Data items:
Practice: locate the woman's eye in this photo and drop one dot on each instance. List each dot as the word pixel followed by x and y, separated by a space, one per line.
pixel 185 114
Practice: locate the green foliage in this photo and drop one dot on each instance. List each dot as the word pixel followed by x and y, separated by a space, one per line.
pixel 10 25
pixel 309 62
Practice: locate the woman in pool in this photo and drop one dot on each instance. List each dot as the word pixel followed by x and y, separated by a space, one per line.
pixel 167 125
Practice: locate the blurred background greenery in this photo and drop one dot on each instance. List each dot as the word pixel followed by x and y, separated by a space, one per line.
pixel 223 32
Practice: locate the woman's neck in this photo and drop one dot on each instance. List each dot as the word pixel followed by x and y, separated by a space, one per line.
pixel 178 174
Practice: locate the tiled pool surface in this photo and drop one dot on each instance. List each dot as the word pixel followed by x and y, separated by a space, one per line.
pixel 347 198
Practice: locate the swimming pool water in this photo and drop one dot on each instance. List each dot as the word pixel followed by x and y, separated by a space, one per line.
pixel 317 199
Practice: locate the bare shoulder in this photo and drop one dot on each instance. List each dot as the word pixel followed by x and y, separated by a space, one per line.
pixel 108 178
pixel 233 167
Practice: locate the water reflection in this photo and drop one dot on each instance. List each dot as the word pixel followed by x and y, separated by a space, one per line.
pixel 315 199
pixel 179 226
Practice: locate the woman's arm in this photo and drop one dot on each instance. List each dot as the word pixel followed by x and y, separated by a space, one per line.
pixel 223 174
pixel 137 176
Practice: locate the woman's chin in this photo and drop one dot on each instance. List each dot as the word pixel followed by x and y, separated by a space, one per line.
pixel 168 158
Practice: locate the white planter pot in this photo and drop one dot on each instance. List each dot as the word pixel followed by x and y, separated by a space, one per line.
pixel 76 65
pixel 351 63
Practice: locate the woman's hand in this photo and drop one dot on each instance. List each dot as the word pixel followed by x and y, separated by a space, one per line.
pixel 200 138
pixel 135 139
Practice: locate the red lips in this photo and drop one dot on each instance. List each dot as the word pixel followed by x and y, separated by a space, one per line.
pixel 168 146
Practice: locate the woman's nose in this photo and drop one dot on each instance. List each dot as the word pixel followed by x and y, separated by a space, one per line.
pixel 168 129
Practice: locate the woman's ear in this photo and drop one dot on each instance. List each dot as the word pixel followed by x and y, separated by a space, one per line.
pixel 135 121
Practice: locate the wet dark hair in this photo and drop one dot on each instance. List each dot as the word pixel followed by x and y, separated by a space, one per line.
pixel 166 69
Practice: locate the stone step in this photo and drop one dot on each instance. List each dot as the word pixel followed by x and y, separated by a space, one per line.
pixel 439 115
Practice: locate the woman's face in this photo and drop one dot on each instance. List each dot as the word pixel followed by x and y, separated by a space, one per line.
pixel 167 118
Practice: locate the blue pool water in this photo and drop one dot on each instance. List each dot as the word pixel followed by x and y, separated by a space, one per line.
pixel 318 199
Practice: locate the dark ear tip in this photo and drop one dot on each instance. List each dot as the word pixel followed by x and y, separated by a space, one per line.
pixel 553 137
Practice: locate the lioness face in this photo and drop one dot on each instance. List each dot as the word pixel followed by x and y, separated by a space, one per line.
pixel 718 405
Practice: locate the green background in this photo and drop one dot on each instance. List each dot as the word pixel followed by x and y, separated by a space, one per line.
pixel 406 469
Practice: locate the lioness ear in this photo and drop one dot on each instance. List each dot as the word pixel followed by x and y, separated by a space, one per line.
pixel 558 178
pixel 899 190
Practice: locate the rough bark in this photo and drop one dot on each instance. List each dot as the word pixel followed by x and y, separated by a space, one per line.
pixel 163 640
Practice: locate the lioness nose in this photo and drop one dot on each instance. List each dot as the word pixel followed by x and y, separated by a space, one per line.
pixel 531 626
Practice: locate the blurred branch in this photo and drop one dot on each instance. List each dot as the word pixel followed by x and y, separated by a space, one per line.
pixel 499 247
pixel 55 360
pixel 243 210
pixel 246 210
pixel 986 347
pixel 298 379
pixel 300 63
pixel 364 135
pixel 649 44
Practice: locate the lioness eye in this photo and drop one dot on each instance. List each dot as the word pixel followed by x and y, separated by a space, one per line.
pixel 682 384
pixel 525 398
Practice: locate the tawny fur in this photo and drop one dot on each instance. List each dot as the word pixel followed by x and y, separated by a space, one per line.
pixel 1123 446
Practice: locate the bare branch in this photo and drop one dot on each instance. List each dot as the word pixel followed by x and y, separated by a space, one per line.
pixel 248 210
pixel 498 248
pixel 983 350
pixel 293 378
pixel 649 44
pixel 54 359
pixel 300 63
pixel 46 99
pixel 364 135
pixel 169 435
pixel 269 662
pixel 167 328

**WORK TO COMPLETE**
Put every line of the listing above into a JSON list of strings, one string per line, and leave out any blank lines.

**ANSWER TO THE EXERCISE**
[
  "Practice: locate the woman's eye in this photo and drop one dot on each instance. List each dot as the word pixel followed by x and y, separated by a space, one per line.",
  "pixel 185 114",
  "Practice: locate the green foliage in this photo and drop one dot on each instance. List each dot as the word pixel followed by x and y, separated by a space, one per line.",
  "pixel 10 25",
  "pixel 309 62",
  "Practice: locate the woman in pool in this photo and drop one dot on each instance. List each dot as the word pixel followed by x and y, separated by a space, one per line.",
  "pixel 167 125",
  "Practice: locate the blurred background greenery in this photo and drop one dot on each instance. List each dot as the word pixel followed by x and y, separated by a space, one per line.",
  "pixel 223 32",
  "Practice: locate the woman's neck in this photo and drop one dot on each instance. List each dot as the word pixel followed by x and y, separated by a space, one per line.",
  "pixel 178 174",
  "Practice: locate the tiled pool surface in this photo and drop one dot on each instance. List each dot as the word pixel followed by x and y, separated by a space, one per line.",
  "pixel 347 198",
  "Practice: locate the swimming pool water in this photo and drop one dot on each instance. List each dot as the word pixel followed by x and y, separated by a space, one per line.",
  "pixel 317 199",
  "Practice: locate the bare shoulder in this photo and drop one dot on each instance. List each dot as the word pixel followed by x and y, separated by a space, one per line.",
  "pixel 108 178",
  "pixel 233 167",
  "Practice: locate the water reflection in this photo and drop one dot on each instance. List each dot as the word pixel followed by x and y, separated by a space, one per line.",
  "pixel 315 199",
  "pixel 179 226",
  "Practice: locate the woman's arm in this photo and drop one dot on each instance. List each dot as the word pixel followed by x and y, separated by a space, one per line.",
  "pixel 223 174",
  "pixel 137 176",
  "Practice: locate the woman's chin in this photo and drop one dot on each instance. List each dot as the word pixel followed by x and y, separated by a space, one per line.",
  "pixel 168 158",
  "Practice: locate the white planter pot in this photo and drop one dot on each instance. List each dot as the word pixel followed by x and y, separated by a space, one per line.",
  "pixel 76 65",
  "pixel 351 63",
  "Practice: locate the woman's hand in this photo and drop one dot on each instance. List each dot as the word pixel followed by x and y, separated by a space, one per line.",
  "pixel 200 138",
  "pixel 135 139",
  "Practice: locate the red lips in this photo and drop one dot on each instance. List each dot as the word pixel followed by x and y, separated by a space, one per line.",
  "pixel 168 146",
  "Practice: locate the woman's nose in this photo and drop one dot on each instance. List each dot as the word pixel followed by x and y, separated by a space, one per line.",
  "pixel 168 129",
  "Practice: locate the woman's ear in this photo and drop one dot on each instance. List each dot as the word pixel followed by x and y, separated by a space, one per line.",
  "pixel 135 121",
  "Practice: locate the wet dark hair in this photo and drop one dot on each instance. List each dot as the word pixel followed by x and y, separated by a space, one per line.",
  "pixel 166 69",
  "Practice: locate the stone step in this photo and drop one dot on each instance. List each dot as the word pixel followed by x and y, separated by a space, one per line.",
  "pixel 439 115",
  "Practice: locate the woman's face in this photo and drop one dot on each instance. List each dot as the word pixel followed by x and y, separated by a space, one per line.",
  "pixel 167 118",
  "Practice: locate the blue pool water in this photo and drop one dot on each instance. List each dot as the word pixel followed by x and y, separated by a space, one per line.",
  "pixel 318 199",
  "Practice: locate the dark ear tip in this photo and drop one dot on each instance. List each dot as the word pixel followed by x and y, separated by a space, one per line.",
  "pixel 553 137",
  "Practice: locate the lioness face in this photo and drop one dot on each instance. List each dot as the word pixel followed by x and y, separated by a space, one per line.",
  "pixel 718 405",
  "Practice: locate the green background in this photo and drop one dot on each instance. List each dot as the word pixel followed by x and y, separated by a space, one per line.",
  "pixel 406 469",
  "Practice: locate the lioness ear in this photo and drop one dot on each instance. List each dot as the word pixel followed by x and y, separated by a space, one per line.",
  "pixel 558 178",
  "pixel 899 190",
  "Practice: locate the rough bark in this photo and drop one dot on each instance. List each dot as the word pixel followed by x and y, separated by a space, one per line.",
  "pixel 163 640",
  "Practice: locate the lioness nose in this photo and drop one dot on each instance. List each dot as the word pixel followed by x and y, separated by a space, one per line.",
  "pixel 531 626",
  "Practice: locate the blurred branch in this photo and drop one dot on each instance. List each dot as the word pixel followed by x and y, separated by a space, one per line.",
  "pixel 499 247",
  "pixel 55 360",
  "pixel 243 210",
  "pixel 246 210",
  "pixel 986 347",
  "pixel 298 379",
  "pixel 300 63",
  "pixel 364 135",
  "pixel 649 44",
  "Practice: locate the lioness eye in this photo and drop one dot on each instance. List each dot as the word pixel followed by x and y, separated by a space, one per line.",
  "pixel 682 384",
  "pixel 525 398",
  "Practice: locate the tawny fur in this photo and drop one dot on each instance. List each dot as the word pixel followed by x and y, separated by a space, one per line.",
  "pixel 1123 446",
  "Practice: locate the bare branch in this photo and drop one dot on each instance. List each dot as the word pixel followed by x and y, separated by a space, one per line.",
  "pixel 248 210",
  "pixel 498 248",
  "pixel 983 350",
  "pixel 293 378",
  "pixel 649 44",
  "pixel 54 359",
  "pixel 300 63",
  "pixel 46 99",
  "pixel 364 135",
  "pixel 169 435",
  "pixel 269 662",
  "pixel 167 328"
]